- **Texto fornecido**
⟨
Em Bama, um hospital geral abrangente estatal parece pronto para admitir pacientes. No entanto, com poucos medicamentos ou recursos humanos, o tratamento de pacientes nesta instituição permanece raro por enquanto. Os custos do sistema público de saúde apresentam uma barreira adicional para muitos, que simplesmente não têm meios para pagar pelo tratamento médico. Este hospital representa a única infraestrutura de saúde permanente para a população de Bama, que agora abriga cerca de 35 mil pessoas deslocadas internamente devido ao conflito em curso, bem como a população anfitriã.

Quando Yagana levou a filha ao centro de tratamento da malária de MSF em Bama em novembro, ela falou sobre os desafios na obtenção de cuidados de saúde para sua família. “Não é como se não houvesse outros provedores de cuidados em Bama, mas MSF nos trata sem cobrar nada. Em outras instalações, é sempre paracetamol e receita médica para comprar os medicamentos em falta na farmácia, e não temos dinheiro”.
⟩
- **Dados para análise**
⟨
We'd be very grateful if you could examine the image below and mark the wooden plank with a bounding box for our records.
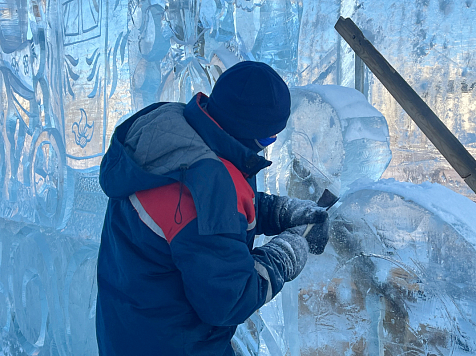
[335,17,476,193]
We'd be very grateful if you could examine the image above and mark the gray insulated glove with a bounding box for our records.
[262,225,309,282]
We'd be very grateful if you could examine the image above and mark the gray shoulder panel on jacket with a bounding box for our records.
[124,103,218,174]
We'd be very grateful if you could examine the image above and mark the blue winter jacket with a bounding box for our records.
[96,94,290,356]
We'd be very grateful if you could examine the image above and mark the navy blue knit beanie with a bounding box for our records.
[207,62,291,139]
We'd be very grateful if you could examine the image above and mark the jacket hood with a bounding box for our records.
[99,93,271,199]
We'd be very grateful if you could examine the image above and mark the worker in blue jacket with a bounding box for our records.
[96,62,328,356]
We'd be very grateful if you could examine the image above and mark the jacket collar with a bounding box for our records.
[184,93,271,176]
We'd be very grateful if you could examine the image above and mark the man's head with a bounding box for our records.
[207,62,291,139]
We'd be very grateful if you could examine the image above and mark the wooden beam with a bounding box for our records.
[334,17,476,193]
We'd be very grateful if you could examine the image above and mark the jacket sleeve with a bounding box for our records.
[170,220,287,326]
[256,192,327,236]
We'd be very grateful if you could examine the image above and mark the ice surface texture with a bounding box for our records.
[299,181,476,355]
[0,0,476,356]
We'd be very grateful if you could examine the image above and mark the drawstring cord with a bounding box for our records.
[174,164,188,225]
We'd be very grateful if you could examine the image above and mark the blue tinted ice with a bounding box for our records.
[0,0,476,356]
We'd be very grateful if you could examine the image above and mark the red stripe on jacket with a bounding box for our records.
[136,158,255,243]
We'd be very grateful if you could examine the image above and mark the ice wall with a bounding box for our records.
[0,0,476,355]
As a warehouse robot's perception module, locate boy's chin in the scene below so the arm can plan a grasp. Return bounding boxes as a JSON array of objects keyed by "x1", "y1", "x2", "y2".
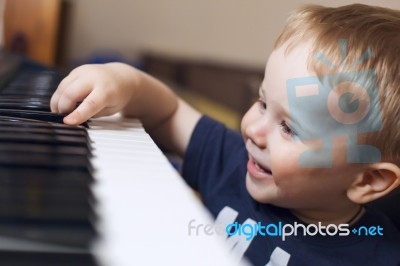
⟩
- **Atividades**
1. Segundo o texto sobre Bama, por que o tratamento de pacientes no hospital geral estatal continua raro? Responda em até três frases.
2. Devolva, sem nenhuma alteração, o trecho do texto sobre Bama que começa em "Em Bama, um" e termina em "a população anfitriã.".
A listagem provém de uma fonte diferente da do texto sobre Bama.

- **Resultados das atividades**
1. O tratamento continua raro porque o hospital conta com poucos medicamentos e poucos recursos humanos. Além disso, os custos do sistema público de saúde representam uma barreira adicional para muitas pessoas, que não têm meios para pagar pelo tratamento médico.

2.
Em Bama, um hospital geral abrangente estatal parece pronto para admitir pacientes. No entanto, com poucos medicamentos ou recursos humanos, o tratamento de pacientes nesta instituição permanece raro por enquanto. Os custos do sistema público de saúde apresentam uma barreira adicional para muitos, que simplesmente não têm meios para pagar pelo tratamento médico. Este hospital representa a única infraestrutura de saúde permanente para a população de Bama, que agora abriga cerca de 35 mil pessoas deslocadas internamente devido ao conflito em curso, bem como a população anfitriã.